### Given problem 1
Decide whether each statement below agrees with the shipbreakers page, answering yes or no and quoting the deciding words from it: (a) The 1947 M/V Abegweit now serves as the clubhouse for the Columbia Yacht Club in Chicago. (b) After the 1982 M/V Abegweit was moved to Galveston, Accrued Investments of Houston found a buyer for her. (c) The M/V John Hamilton Gray is laid up at Freeport, Bahamas.
### Given problem 2
Output the stretch of the shipbreakers page from "Actually she isn’t" through "black hole somewhere.", word for word.
### Given problem 3
Pick up the shipbreakers page from where it stops and continue it.

## BEGIN Selected text

The Shipbreakers

There’s a very interesting article called The Shipbreakers in the current issue of The Atlantic Monthly magazine which discusses the industry built around breaking apart retired cargo ships in India.


Marcus's picture
Marcus on April 2, 2004 - 20:13 Permalink

For you ferry buffs out there…

Many of you might know that M/V Abegweit, built in 1947 at Marine Industries Ltd. (Sorel QC) is now the clubhouse for the Columbia Yacht Club in Chicago, Illinois.

Ironically, the M/V Abegweit, built in 1982 at Saint John Shipbuilding & Dry Dock Ltd. (Saint John NB) and which served from 1982-1997, is now anchored off Alang, India awaiting shipbreaking. She languished at Sydport (Sydney, NS) until summer 1999 when Accrued Investments of Houston purchased her for resale but after moving her to Galveston in July of that year, she never found a buyer.

In February 2004, she was observed with smoke coming from her stacks, and several days later had departed her berth of almost 4 and a half years. Under her own power, she crossed the Atlantic last month and transited the Mediterranean/Suez and should be scrapped by this fall.

An unfortunate ending for this ferry.

Marcus's picture
Marcus on April 3, 2004 - 20:43 Permalink

Actually she isn’t at Alang yet. She’s currently entering the Mediterranean, albeit travelling very slowly. Supposed to be at Alang by June.

The other icebreaker ferry M/V John Hamilton Gray is laid up at Freeport, Bahamas awaiting scrapping in India as well. No word on the schedule for this.

Interesting how ships which were once owned by the Government of Canada are now going to further the environmental problems of Gujarat State. Too bad the Confederation Bridge wouldn’t just collapse or evaporate into a black hole somewhere.

Kevin's picture
Kevin on September 4, 2004 - 06:07 Permalink

Have these two great ships been officially scrapped yet? Is there any chance either of the ships could find a buyer. I live on long island and know two ferry companies that should have been able to put these ships to good use. I like both, although the “gray” a little more, for the abegweit to be built in 1982 and scrapped already is a shame. Thanks any info would be appreciated

Marcus's picture
Marcus on March 10, 2005 - 21:15 Permalink

Yes, they are officially gone. Global scrap metal prices have gone through the roof in recent years as India & China’s economies are expanding at almost unsustainable rates. Both former icebreakers had a great deal of high-tensile steel in their hulls, so they were a real catch for scrappers, plus being former icebreakers, they require more fuel than regular ships to operate as they were heavier for their size. Finally, their designs did them in as they were custom-built for the Northumberland Strait, although the Gray was also used in Nfld. during the summers.

## END Selected text
## BEGIN Data records

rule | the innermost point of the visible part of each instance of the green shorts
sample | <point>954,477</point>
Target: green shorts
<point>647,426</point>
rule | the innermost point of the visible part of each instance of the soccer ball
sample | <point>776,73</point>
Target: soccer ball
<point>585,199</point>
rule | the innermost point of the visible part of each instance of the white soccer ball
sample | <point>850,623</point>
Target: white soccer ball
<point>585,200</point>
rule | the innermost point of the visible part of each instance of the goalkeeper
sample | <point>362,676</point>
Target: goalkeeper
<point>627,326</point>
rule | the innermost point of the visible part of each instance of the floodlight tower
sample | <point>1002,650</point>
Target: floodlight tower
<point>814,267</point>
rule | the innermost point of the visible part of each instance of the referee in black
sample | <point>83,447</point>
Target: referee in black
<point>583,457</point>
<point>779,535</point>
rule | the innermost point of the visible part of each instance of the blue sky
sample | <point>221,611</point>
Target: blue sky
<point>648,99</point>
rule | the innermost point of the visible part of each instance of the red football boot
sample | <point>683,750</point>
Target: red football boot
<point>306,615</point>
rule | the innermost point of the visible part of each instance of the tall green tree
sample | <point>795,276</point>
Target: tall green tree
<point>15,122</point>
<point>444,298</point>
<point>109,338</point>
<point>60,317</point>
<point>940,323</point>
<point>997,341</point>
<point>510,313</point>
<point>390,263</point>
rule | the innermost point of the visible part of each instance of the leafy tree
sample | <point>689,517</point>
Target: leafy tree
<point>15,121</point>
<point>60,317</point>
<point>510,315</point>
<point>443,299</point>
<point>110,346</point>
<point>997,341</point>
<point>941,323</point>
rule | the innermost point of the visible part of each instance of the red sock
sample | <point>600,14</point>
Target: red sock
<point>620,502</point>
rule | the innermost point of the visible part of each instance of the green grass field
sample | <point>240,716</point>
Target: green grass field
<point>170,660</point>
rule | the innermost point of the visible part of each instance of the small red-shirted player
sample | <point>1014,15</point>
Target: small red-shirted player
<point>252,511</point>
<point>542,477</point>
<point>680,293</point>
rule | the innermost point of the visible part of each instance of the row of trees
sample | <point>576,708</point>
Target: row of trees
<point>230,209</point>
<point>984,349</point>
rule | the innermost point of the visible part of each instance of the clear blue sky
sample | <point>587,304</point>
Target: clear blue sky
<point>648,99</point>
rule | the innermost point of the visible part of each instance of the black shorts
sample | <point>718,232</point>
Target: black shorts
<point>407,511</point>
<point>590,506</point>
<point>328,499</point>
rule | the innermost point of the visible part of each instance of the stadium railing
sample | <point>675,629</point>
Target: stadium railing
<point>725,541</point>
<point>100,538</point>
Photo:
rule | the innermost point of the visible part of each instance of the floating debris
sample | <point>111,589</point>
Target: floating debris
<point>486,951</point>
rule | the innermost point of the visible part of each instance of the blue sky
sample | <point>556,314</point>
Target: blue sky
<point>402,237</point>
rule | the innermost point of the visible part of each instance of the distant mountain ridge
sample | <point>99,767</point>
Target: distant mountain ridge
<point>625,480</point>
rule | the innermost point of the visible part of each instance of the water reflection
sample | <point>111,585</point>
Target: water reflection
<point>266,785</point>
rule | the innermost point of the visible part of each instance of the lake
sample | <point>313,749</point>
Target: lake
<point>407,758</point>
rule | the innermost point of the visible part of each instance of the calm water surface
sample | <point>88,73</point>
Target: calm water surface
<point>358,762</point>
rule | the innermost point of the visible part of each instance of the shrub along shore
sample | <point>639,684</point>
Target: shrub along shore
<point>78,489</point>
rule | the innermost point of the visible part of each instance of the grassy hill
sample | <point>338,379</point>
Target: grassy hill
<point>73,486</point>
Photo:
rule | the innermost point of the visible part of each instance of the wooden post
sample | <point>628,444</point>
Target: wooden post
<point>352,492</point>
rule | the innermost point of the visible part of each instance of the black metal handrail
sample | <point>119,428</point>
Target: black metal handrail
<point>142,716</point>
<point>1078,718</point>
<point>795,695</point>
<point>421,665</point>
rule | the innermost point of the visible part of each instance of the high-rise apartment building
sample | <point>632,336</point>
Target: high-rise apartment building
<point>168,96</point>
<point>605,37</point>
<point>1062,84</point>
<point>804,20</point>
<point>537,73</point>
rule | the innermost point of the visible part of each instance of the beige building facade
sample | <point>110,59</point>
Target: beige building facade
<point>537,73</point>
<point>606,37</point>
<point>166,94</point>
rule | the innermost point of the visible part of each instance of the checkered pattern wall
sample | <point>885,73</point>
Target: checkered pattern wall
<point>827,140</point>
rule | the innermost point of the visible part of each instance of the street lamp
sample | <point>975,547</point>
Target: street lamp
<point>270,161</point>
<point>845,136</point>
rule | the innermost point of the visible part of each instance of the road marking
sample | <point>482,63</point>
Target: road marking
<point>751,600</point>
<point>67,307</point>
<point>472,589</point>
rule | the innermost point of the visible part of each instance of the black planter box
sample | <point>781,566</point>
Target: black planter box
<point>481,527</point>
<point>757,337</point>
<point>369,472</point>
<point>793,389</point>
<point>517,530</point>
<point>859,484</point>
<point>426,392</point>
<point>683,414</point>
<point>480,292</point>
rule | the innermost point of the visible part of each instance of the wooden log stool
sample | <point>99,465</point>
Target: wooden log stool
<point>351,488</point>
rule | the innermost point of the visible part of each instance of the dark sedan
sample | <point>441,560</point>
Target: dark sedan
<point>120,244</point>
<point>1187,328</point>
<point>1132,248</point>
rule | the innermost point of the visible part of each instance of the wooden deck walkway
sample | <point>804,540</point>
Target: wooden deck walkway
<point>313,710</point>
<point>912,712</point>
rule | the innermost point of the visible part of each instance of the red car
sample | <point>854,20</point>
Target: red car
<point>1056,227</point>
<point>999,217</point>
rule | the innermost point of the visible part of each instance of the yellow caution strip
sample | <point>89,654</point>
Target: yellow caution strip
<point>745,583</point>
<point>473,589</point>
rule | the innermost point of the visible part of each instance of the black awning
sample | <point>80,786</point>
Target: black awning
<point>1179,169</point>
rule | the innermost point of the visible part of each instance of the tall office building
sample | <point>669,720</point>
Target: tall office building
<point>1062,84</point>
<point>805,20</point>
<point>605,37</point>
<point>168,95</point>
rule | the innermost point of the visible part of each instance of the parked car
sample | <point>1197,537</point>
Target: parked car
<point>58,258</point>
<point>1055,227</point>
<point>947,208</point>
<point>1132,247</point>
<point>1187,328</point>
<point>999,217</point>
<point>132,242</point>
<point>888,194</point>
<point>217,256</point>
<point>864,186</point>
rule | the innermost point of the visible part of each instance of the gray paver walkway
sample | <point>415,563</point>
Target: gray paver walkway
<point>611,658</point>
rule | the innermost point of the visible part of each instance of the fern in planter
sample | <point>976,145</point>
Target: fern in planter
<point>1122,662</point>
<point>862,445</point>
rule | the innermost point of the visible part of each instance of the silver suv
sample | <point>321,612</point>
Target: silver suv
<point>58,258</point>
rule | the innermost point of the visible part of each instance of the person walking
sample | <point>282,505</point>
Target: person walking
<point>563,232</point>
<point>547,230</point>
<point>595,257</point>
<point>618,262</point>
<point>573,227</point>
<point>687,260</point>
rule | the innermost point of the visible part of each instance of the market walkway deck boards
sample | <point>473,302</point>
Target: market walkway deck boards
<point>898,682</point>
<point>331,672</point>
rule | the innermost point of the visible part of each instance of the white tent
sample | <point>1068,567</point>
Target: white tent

## END Data records

### Task result 1
(a) Yes: "is now the clubhouse for the Columbia Yacht Club in Chicago, Illinois."
(b) No: "after moving her to Galveston in July of that year, she never found a buyer."
(c) Yes: "is laid up at Freeport, Bahamas awaiting scrapping in India as well."

### Task result 2
Actually she isn’t at Alang yet. She’s currently entering the Mediterranean, albeit travelling very slowly. Supposed to be at Alang by June.

The other icebreaker ferry M/V John Hamilton Gray is laid up at Freeport, Bahamas awaiting scrapping in India as well. No word on the schedule for this.

Interesting how ships which were once owned by the Government of Canada are now going to further the environmental problems of Gujarat State. Too bad the Confederation Bridge wouldn’t just collapse or evaporate into a black hole somewhere.

### Task result 3
M/V Mariner (ex. M/V Accrued Mariner, exx. M/V Abegweit) sailed Galveston at end of Feb. 2004, arriving in India early May. Her owners after Marine Atlantic were Accrued Investments, Houston TX (July 1999-January 2004), and then Pelican Marine, India (January 2004-May 2004). Lloyd’s Registry lists her as scrapped May 9, 2004 in India (presumably Alang).

M/V Texas Treasure II (ex. M/V Contessa I, exx. M/V John Hamilton Gray) was used as a casino cruise ship in West Palm Beach FL from 1997-~2001, ditto at Port Aransas TX from 2001-~2003. She failed mandatory FDA hygiene inspections and coast guard safety inspections and was moved to Bahamas and listed for sale. At some point her owners (Contessa International) decided that scrapping would be more profitable so she sailed in early 2004, arriving in India early March. Lloyd’s Registry lists her as scrapped March 15, 2004 in India (presumably Alang).

It is quite ironic that the Gray, built in 1968, and the Abegweit, built in 1982, both met their fate independently at the same location on the other side of the world within 60 days of each other. Amazing.

Ken Williams's picture
Ken Williams on March 10, 2005 - 22:29 Permalink

I’ve been aboard the Abegweit in Chicago, and got a warm welcome from the members of Columbia Yacht Club. My Great Uncle Ben Pike was her captain, and sailed her into Chicago.
He says it was a very tight fit through some of the locks interconnecting the great lakes, a trip he’ll never forget.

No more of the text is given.